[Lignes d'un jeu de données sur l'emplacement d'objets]
————

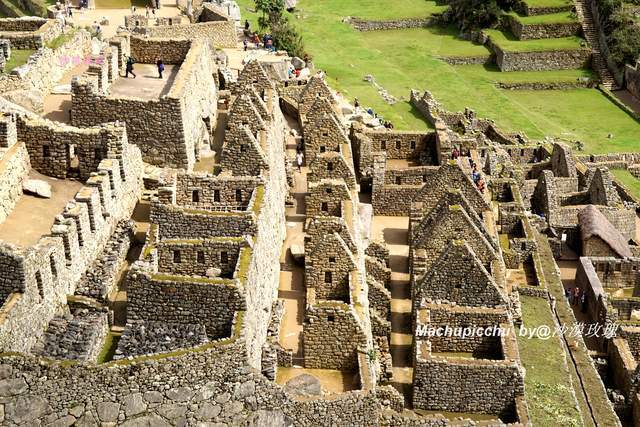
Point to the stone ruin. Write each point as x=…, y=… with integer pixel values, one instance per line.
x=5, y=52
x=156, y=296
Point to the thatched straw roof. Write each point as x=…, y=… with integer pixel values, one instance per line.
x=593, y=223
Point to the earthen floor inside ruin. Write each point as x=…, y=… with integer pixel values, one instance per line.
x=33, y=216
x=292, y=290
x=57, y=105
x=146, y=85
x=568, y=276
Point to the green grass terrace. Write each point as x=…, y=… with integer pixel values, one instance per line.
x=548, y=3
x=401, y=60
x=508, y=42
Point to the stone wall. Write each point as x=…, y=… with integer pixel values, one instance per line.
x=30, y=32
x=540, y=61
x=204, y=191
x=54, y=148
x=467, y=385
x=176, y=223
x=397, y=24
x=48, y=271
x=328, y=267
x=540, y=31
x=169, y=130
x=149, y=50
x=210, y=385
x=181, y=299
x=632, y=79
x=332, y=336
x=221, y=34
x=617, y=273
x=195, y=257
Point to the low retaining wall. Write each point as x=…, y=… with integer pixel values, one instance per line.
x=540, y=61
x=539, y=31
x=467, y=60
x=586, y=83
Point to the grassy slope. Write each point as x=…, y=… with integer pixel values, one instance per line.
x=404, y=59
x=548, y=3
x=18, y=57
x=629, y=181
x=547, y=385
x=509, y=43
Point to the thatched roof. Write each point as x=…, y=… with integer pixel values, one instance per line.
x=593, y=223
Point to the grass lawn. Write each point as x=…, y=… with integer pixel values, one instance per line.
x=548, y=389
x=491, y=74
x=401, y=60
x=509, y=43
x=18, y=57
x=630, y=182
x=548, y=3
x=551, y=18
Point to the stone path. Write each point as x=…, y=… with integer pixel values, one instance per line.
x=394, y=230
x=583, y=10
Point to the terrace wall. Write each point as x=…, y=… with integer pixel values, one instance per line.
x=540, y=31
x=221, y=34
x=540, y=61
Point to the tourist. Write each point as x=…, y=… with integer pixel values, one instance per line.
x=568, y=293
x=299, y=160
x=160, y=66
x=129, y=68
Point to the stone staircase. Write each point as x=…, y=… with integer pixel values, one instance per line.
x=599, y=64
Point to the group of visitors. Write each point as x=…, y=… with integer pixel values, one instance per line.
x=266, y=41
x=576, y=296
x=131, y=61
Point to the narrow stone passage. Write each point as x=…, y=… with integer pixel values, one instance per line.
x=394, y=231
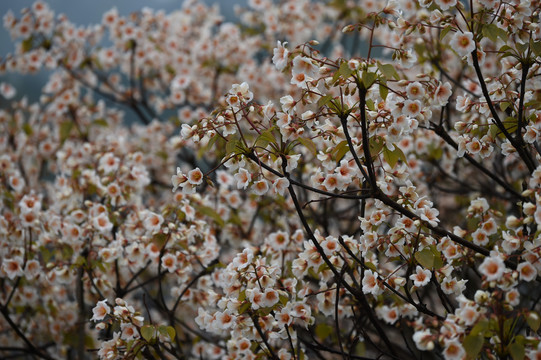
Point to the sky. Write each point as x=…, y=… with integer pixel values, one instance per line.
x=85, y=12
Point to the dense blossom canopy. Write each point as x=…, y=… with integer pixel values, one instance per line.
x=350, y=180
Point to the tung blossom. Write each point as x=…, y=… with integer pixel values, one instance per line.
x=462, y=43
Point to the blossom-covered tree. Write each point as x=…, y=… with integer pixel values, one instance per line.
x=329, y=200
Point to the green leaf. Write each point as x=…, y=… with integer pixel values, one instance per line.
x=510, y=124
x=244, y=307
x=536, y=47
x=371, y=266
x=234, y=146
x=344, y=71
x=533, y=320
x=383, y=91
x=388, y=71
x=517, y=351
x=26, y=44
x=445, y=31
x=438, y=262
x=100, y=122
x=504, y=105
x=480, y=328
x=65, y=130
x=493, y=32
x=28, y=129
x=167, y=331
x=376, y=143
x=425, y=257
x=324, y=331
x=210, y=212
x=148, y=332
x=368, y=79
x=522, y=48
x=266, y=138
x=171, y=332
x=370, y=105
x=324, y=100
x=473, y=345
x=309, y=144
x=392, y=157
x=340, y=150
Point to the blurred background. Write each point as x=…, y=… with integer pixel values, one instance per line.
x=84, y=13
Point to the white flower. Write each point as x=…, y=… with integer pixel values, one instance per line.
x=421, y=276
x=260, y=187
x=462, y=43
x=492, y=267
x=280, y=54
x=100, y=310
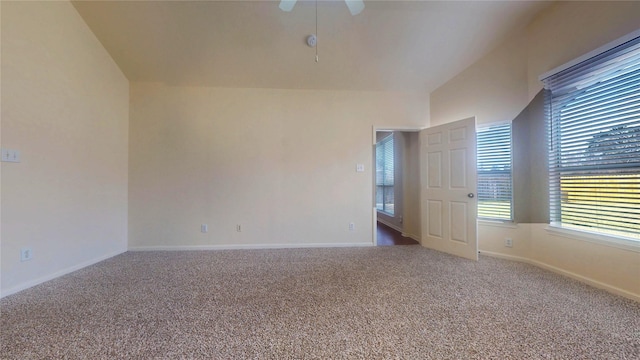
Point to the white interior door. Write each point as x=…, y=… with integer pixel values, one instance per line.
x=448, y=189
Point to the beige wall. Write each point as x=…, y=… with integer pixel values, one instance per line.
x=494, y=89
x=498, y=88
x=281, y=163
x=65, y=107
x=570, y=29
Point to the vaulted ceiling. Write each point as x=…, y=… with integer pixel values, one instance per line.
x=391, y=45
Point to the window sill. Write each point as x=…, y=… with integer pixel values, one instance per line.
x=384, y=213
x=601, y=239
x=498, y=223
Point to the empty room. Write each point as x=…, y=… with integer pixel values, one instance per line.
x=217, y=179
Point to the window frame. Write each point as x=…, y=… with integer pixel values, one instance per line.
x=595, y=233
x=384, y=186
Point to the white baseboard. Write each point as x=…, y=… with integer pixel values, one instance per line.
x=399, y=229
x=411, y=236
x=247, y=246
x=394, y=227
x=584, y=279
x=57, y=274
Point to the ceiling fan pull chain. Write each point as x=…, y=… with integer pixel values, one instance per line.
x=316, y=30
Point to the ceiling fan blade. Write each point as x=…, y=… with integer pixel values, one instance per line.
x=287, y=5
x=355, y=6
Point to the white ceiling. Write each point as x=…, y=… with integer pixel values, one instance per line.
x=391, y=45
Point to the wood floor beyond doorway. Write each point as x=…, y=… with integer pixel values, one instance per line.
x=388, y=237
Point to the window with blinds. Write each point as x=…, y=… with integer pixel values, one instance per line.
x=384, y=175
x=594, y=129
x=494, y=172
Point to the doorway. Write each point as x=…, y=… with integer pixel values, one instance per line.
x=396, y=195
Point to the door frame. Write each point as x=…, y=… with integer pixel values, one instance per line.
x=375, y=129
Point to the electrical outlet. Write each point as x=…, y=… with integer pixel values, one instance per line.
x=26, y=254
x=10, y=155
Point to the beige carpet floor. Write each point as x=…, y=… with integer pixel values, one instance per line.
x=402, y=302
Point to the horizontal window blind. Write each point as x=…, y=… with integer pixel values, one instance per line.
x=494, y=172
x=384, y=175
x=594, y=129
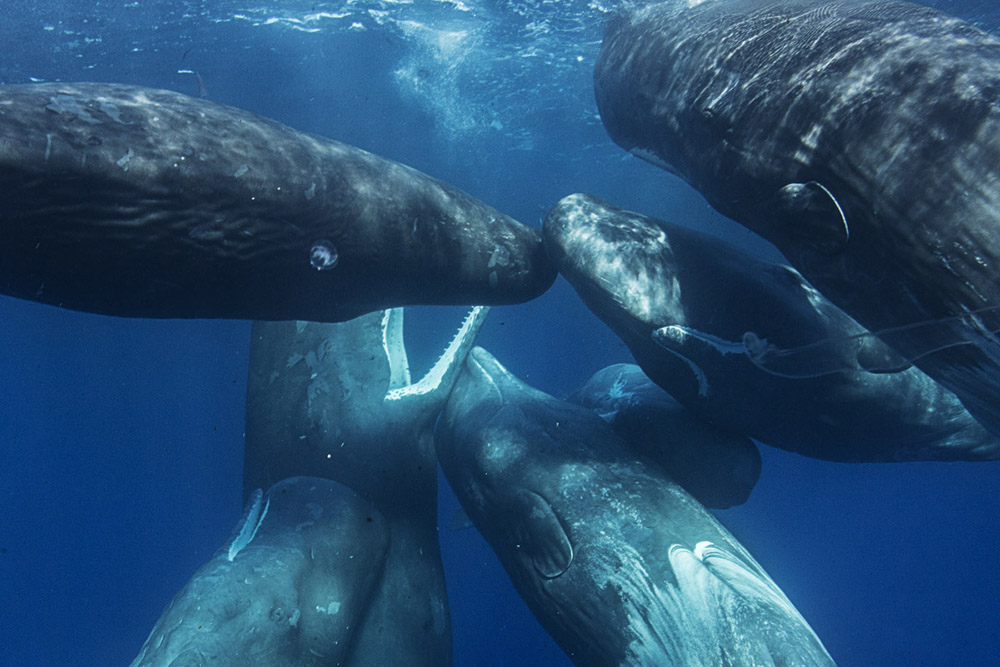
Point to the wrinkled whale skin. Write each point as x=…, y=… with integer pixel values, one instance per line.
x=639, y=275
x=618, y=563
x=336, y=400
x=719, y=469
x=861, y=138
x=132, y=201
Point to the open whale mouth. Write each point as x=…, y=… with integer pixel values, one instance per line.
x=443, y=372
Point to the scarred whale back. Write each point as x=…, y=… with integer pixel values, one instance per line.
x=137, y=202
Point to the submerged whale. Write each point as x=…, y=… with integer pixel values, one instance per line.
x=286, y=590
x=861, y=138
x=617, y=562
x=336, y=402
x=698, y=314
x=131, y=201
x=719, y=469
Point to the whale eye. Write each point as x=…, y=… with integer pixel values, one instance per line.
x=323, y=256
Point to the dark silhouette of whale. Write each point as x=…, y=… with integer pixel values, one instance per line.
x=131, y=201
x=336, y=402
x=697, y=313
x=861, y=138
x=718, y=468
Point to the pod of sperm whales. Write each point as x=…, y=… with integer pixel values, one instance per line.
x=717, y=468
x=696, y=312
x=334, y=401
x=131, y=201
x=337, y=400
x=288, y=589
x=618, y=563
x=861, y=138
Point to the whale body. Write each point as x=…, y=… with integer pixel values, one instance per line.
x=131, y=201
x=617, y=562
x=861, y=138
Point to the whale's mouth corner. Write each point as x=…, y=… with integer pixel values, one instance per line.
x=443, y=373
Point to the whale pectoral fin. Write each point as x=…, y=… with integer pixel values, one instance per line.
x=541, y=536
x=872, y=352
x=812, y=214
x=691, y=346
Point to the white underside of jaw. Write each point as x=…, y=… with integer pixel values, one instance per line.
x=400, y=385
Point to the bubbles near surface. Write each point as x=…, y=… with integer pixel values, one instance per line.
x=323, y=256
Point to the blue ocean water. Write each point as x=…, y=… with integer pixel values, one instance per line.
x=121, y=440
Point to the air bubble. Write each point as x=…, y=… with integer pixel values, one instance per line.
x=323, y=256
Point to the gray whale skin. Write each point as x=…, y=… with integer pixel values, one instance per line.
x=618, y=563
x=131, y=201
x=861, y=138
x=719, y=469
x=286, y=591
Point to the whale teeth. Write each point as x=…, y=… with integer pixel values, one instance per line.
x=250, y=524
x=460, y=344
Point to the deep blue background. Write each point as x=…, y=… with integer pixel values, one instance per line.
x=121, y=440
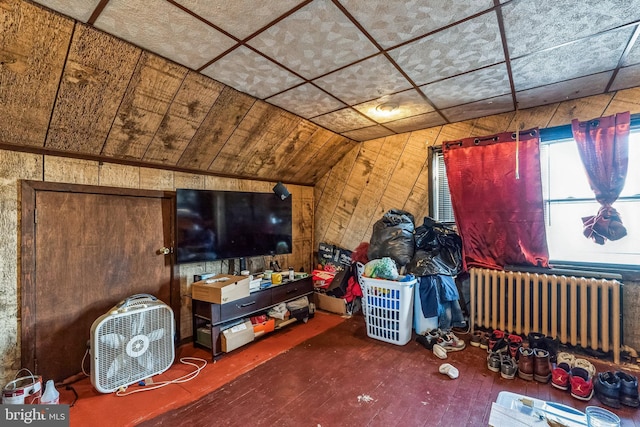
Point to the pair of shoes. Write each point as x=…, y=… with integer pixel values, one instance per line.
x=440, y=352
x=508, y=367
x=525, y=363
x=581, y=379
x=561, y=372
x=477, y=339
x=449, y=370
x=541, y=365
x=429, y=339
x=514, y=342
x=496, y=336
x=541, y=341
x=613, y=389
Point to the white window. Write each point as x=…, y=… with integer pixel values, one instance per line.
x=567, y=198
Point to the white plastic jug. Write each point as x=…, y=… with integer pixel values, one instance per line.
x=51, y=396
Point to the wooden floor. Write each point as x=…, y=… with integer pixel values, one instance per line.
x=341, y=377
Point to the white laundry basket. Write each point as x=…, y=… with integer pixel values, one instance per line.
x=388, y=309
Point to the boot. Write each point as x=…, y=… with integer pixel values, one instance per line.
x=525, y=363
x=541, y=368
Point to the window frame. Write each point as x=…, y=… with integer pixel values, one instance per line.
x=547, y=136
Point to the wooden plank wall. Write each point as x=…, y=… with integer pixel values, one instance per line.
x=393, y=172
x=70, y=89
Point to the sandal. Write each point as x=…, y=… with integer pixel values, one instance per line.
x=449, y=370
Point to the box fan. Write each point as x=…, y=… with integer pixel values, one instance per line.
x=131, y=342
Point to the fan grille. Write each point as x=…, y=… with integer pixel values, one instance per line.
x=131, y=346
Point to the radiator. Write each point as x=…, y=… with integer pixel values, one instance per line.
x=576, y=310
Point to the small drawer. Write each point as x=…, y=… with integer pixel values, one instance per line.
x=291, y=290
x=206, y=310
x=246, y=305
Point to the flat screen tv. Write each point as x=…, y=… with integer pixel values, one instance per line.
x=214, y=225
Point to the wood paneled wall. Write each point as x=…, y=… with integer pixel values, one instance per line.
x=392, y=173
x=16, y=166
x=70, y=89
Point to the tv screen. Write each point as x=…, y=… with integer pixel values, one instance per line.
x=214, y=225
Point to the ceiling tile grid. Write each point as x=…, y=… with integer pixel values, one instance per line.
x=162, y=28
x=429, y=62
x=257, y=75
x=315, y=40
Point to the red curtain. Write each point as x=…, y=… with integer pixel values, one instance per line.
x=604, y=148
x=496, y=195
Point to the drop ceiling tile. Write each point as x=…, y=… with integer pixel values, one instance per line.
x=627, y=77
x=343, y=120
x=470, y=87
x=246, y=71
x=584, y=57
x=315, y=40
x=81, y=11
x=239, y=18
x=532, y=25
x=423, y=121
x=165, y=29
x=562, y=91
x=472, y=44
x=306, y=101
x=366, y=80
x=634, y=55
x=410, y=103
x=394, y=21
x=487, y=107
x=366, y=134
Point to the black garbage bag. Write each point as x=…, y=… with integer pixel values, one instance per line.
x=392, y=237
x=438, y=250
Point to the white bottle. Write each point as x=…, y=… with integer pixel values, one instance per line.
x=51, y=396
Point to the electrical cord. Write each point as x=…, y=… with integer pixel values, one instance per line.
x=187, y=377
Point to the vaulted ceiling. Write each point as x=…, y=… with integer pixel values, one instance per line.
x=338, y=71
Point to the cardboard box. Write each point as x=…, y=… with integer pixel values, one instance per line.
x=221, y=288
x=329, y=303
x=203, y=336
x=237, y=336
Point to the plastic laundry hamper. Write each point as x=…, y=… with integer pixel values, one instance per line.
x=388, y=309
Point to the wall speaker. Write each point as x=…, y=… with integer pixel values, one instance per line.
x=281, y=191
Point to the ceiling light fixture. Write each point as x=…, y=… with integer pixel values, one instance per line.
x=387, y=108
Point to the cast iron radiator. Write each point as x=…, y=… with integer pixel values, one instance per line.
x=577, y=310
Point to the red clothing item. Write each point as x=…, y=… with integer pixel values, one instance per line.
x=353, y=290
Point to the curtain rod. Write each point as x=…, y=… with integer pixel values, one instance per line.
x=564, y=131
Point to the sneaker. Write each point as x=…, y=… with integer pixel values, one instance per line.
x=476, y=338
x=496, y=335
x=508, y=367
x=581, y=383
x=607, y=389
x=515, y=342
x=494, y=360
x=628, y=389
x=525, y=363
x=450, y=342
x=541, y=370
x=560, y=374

————

* [Énoncé du problème] Reformule en liste JSON de chaînes le passage du matériel ci-dessus qui va de la ligne contenant "Point to the window with" jusqu'à la ligne contenant "x=10, y=155", ces deux lignes comprises. Mets une chaîne par ligne et omets les lignes vides.

* [Résultat attendu]
[
  "Point to the window with blinds. Write each point as x=…, y=… with integer pixel values, one instance per line.",
  "x=384, y=175",
  "x=594, y=129",
  "x=494, y=172",
  "Point to the doorway. Write each point as x=…, y=… with integer pixel values, one instance per line.",
  "x=396, y=195",
  "Point to the door frame. Write each point as x=…, y=… with integer pixel values, one instance per line.",
  "x=375, y=129",
  "Point to the electrical outlet. Write each point as x=…, y=… with integer pixel values, one instance per line.",
  "x=26, y=254",
  "x=10, y=155"
]